#### Trecho do texto ####

Seguindo o desenrolar da argumentação, as leis e, principalmente a Constituição, surgirá desse acordo firmado da concepção e entendimento do que vem a ser justiça. Sabendo disso, é que se afirma que a justiça como equidade tem a função de estabelecer os princípios da justiça na posição inicial, ou seja, os princípios da justiça são úteis por se tratarem de um conjunto de primícias necessárias para “determinar a divisão de vantagens e para selar um acordo sobre as partes distributivas adequadas”[18]
Dito tudo isto chegamos à essência da justiça de John Rawls, a saber: os princípios que foram escolhidos nas condições excepcionais, frutos dos debates entre aqueles que formaram a posição original. Em sua obra, são dispostos, exatamente, da seguinte maneira:
Primeiro: cada pessoa deve ter um direito igual ao mais abrangente sistema de liberdades básicas iguais que seja compatível com um sistema semelhante de liberdade para as outras.
Segundo: as desigualdades sociais e econômicas devem ser ordenadas de tal modo que sejam ao mesmo tempo (a) consideradas de tal modo para todos dentro dos limites do razoável, e (b) vinculadas a posição e cargos acessíveis a todos.[19]
Do mesmo modo que o autor, explicitaremos cada um de acordo com a divisão por ele formulada.

#### Material fornecido ####

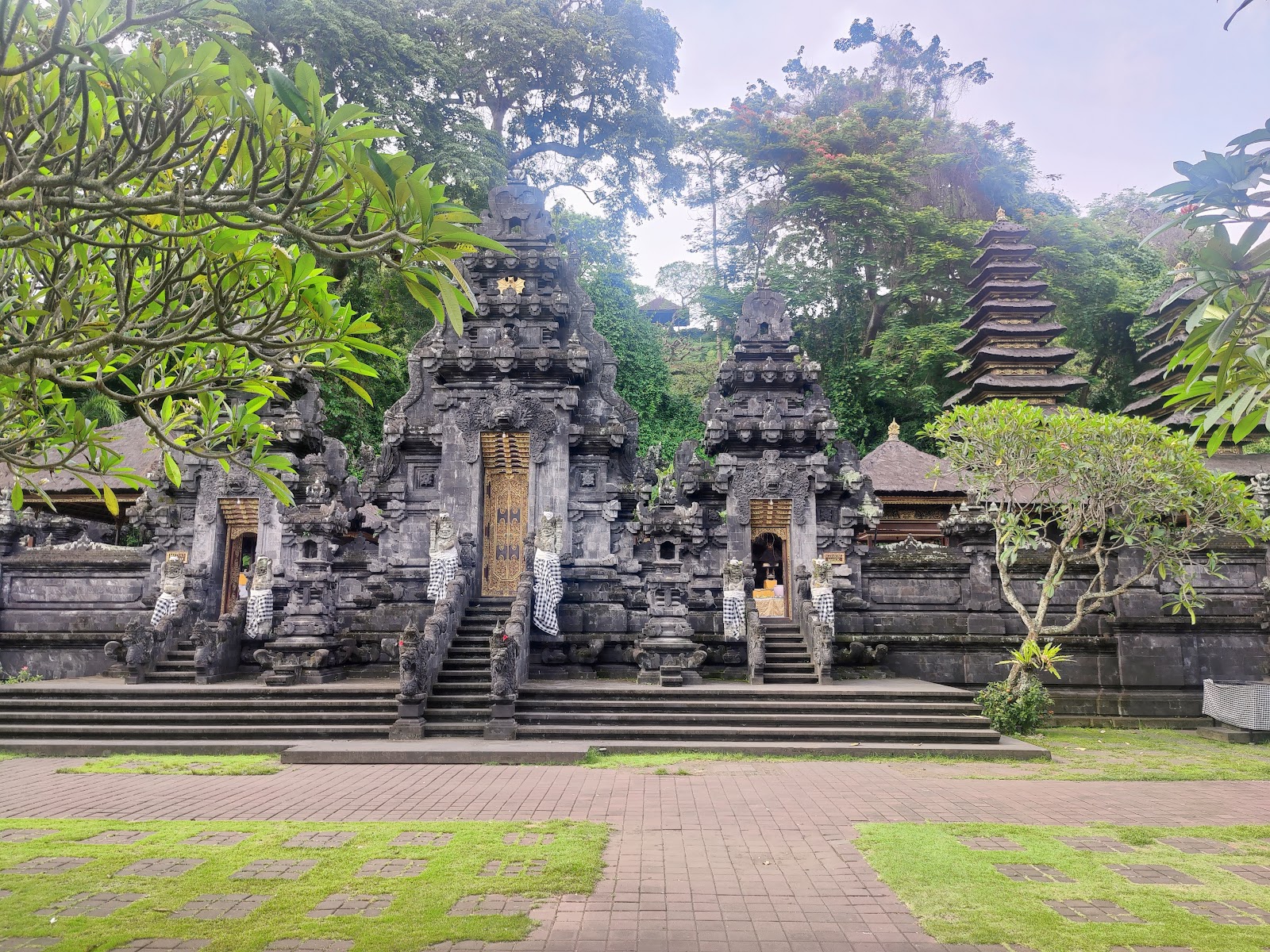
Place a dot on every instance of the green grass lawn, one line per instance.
(960, 896)
(417, 916)
(1079, 754)
(233, 765)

####

# Lista de tarefas
A: Transcreva literalmente a parte do trecho sobre a justiça de Rawls que começa nas palavras com "Segundo: as desigualdades" e termina depois de "por ele formulada.".
B: De acordo com o trecho sobre a justiça de Rawls, por que os princípios da justiça são úteis? Explique em uma a três frases.
Não é preciso consultar a listagem para realizar o que se pede.

# Respostas esperadas
A:
Segundo: as desigualdades sociais e econômicas devem ser ordenadas de tal modo que sejam ao mesmo tempo (a) consideradas de tal modo para todos dentro dos limites do razoável, e (b) vinculadas a posição e cargos acessíveis a todos.[19]
Do mesmo modo que o autor, explicitaremos cada um de acordo com a divisão por ele formulada.

B: Os princípios da justiça são úteis porque formam um conjunto de primícias necessárias para determinar a divisão de vantagens e para selar um acordo sobre as partes distributivas adequadas.